Reproduce the records below verbatim, leaving out the picture.

BEGIN DATA TO USE

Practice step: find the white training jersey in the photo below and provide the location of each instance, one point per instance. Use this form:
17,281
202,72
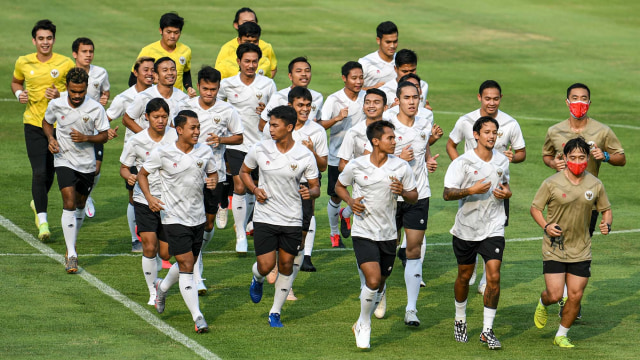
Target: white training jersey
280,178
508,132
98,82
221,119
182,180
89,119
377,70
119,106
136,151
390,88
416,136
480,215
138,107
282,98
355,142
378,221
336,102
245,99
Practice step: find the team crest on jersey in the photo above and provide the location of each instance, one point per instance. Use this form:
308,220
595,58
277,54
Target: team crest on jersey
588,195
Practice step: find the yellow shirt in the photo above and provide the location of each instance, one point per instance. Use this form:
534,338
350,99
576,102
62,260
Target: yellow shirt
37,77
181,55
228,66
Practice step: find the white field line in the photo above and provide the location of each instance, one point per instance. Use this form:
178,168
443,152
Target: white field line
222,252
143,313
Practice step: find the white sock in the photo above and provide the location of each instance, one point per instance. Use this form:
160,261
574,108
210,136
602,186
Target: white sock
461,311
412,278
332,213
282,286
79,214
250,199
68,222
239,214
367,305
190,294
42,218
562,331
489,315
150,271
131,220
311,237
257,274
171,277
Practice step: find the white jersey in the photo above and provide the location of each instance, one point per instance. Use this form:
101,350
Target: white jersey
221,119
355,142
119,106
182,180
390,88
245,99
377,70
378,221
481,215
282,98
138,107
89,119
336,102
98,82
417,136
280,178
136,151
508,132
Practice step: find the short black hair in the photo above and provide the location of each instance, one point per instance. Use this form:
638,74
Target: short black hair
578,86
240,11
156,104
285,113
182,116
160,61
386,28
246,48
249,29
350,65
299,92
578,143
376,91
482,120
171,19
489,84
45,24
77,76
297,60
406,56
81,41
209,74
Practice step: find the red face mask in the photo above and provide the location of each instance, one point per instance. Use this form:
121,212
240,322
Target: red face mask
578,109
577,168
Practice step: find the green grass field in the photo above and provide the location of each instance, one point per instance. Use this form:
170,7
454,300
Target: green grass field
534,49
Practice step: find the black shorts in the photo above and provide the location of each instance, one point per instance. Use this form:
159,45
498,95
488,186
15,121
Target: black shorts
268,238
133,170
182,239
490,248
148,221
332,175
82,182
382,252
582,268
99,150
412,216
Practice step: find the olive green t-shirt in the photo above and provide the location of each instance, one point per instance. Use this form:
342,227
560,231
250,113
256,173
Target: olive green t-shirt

END DATA TO USE

- [RESPONSE FOR THIS EXERCISE]:
Practice step: find the white training jersey in the photo below and provide the location of each instance, one point per instance. Use this form:
17,281
202,72
Target: white training jersey
280,178
508,132
98,82
221,119
182,180
89,119
377,70
119,106
136,151
390,88
416,136
480,215
138,107
282,98
355,142
378,221
336,102
245,99
Practice step: find the team crest on jersey in the photo above and provide the location of each instance, one point per instance. Use this form:
308,220
595,58
277,54
Target: team crest on jersey
588,195
Practice step: find the yellow shirt in the photo above and provide the location of each instance, one point per instance. Use this form:
534,338
350,99
576,102
62,260
Target: yellow shirt
37,77
181,55
228,66
Practice step: find the white field line in the photo above and provide the location of each instance, one point per instance. Use this form:
178,168
443,152
Target: white field line
222,252
143,313
Practice step: find the white sock in the photo above and provide the location of each instance, one point per instance. Use this form:
160,261
574,108
210,136
602,186
Target: white sock
461,311
412,278
332,213
282,286
79,214
250,199
68,222
239,214
367,305
190,294
42,218
562,331
489,315
150,271
131,220
311,237
257,274
171,277
Practice step: find the white jersey in the photo above and provide the location of each instance, one point per instance. Use this form:
101,350
Target: white jersey
221,119
355,142
119,106
182,180
390,88
245,99
377,70
378,221
481,215
282,98
138,107
89,119
336,102
98,82
417,136
280,178
136,151
508,132
Practice step: find the short black hair in the photo above and provide the location of each instance, one point per instance. Use this form:
638,74
Target: short black hair
578,86
240,11
156,104
285,113
182,116
160,61
386,28
246,48
249,29
350,65
299,92
578,143
376,91
482,120
171,19
489,84
45,24
77,76
297,60
406,56
81,41
209,74
Practice step: find the red face mask in the photo above and provide the location of each instance, one point per instance. Use this form:
121,212
240,322
Target: red face mask
578,109
577,168
Practice step: find the green grass field in the photo above and provide the location of each instance, one point per instance. Use this form:
170,7
454,300
Target: green grass field
534,49
Practice step: find the black shorts in the photo above and provide the location of each instance, one point per instance. Use this form:
159,45
498,95
488,186
15,121
Target: black shorts
268,238
133,170
182,239
490,248
148,221
332,175
82,182
382,252
582,268
99,150
412,216
Practice step: find the olive green t-shirt in the photo above and provide the location of each instance, one point per instance. Use this form:
342,227
560,231
250,113
256,173
Target: olive green t-shirt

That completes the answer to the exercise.